- [출제 과제] 데이터프레임 소개 글에서 "# Introduction to"에서 시작해 "https://deepstat.tistory.com/70 (01. constructors)(한글)"에서 끝나는 부분을, "constructors" 표현을 "생성자" 표현으로 바꿔 다시 적어 주시겠어요?

- [발췌문]
----------------

# Introduction to DataFrames
**[Bogumił Kamiński](http://bogumilkaminski.pl/about/), Apr 21, 2017**


### 출처

* https://github.com/JuliaComputing/JuliaBoxTutorials/tree/master/introductory-tutorials/broader-topics-and-ecosystem/intro-to-julia-DataFrames

### 함께보기

* https://deepstat.tistory.com/69 (01. constructors)(in English)
* https://deepstat.tistory.com/70 (01. constructors)(한글)
* https://deepstat.tistory.com/71 (02. basicinfo)(in English)
* https://deepstat.tistory.com/72 (02. basicinfo)(한글)
* https://deepstat.tistory.com/73 (03. missingvalues)(in English)
* https://deepstat.tistory.com/74 (03. missingvalues)(한글)

----------------

- [기록 목록]
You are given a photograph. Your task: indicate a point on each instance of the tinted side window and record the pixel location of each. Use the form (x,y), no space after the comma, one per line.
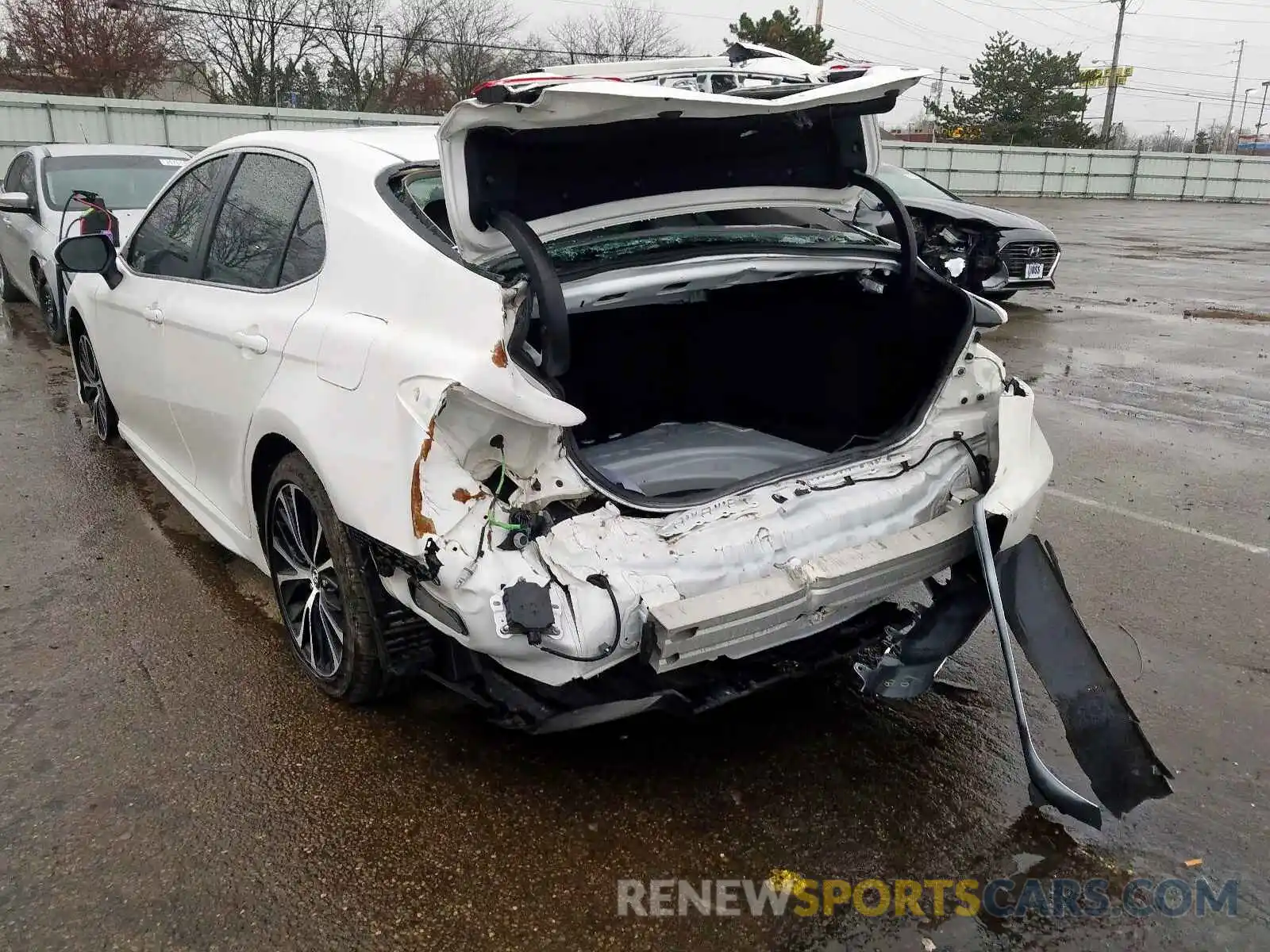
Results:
(168,239)
(10,179)
(253,226)
(308,245)
(27,177)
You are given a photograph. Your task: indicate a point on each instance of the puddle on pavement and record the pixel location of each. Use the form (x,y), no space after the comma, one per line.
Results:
(245,590)
(1223,314)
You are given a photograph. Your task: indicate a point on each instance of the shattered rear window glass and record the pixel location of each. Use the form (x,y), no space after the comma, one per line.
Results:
(789,228)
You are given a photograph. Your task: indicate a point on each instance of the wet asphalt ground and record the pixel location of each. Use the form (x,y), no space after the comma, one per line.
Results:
(168,780)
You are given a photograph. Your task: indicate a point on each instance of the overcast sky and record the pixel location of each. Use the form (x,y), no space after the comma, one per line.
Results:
(1184,51)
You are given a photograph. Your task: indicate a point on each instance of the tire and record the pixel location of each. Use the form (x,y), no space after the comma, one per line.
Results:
(323,593)
(54,321)
(106,422)
(10,291)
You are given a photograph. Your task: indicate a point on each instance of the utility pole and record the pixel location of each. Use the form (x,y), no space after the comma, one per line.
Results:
(1114,79)
(1235,89)
(1244,113)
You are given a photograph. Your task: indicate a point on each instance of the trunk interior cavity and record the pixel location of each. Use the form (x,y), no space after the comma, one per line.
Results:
(690,399)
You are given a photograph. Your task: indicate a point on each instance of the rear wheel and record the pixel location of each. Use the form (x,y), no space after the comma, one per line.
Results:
(106,422)
(54,323)
(321,588)
(10,291)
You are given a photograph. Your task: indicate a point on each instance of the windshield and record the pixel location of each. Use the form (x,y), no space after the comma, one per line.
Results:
(787,228)
(124,182)
(908,184)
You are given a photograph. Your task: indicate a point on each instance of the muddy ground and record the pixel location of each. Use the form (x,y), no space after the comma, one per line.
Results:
(168,780)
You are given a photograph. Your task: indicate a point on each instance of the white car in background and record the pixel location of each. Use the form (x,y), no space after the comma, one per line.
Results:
(583,406)
(37,209)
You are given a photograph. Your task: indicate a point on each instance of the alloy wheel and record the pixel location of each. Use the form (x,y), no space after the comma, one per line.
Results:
(94,391)
(304,575)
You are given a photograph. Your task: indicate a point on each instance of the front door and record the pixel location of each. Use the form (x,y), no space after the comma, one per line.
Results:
(224,344)
(127,327)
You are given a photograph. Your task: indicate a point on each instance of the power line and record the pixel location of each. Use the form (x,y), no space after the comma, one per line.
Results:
(352,32)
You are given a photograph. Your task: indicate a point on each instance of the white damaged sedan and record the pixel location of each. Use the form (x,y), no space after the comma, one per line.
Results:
(583,405)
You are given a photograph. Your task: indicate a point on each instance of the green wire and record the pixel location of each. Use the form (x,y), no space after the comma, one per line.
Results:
(489,517)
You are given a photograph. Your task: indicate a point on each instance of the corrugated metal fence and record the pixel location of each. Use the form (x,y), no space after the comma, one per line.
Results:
(1083,173)
(29,120)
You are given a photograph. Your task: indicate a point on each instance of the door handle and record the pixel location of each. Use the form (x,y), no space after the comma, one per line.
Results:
(256,343)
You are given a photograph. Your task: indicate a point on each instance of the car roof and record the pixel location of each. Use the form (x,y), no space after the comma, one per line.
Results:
(414,143)
(76,149)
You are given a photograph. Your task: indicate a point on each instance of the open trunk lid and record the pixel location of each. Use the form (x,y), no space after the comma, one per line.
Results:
(581,155)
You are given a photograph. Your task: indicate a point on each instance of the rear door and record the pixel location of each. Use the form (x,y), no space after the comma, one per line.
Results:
(126,327)
(224,344)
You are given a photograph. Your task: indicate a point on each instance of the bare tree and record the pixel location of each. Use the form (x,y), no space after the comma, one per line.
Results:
(241,50)
(355,46)
(80,46)
(479,35)
(625,31)
(410,83)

----------------

- [정답 결과]
# Introduction to DataFrames
**[Bogumił Kamiński](http://bogumilkaminski.pl/about/), Apr 21, 2017**


### 출처

* https://github.com/JuliaComputing/JuliaBoxTutorials/tree/master/introductory-tutorials/broader-topics-and-ecosystem/intro-to-julia-DataFrames

### 함께보기

* https://deepstat.tistory.com/69 (01. 생성자)(in English)
* https://deepstat.tistory.com/70 (01. 생성자)(한글)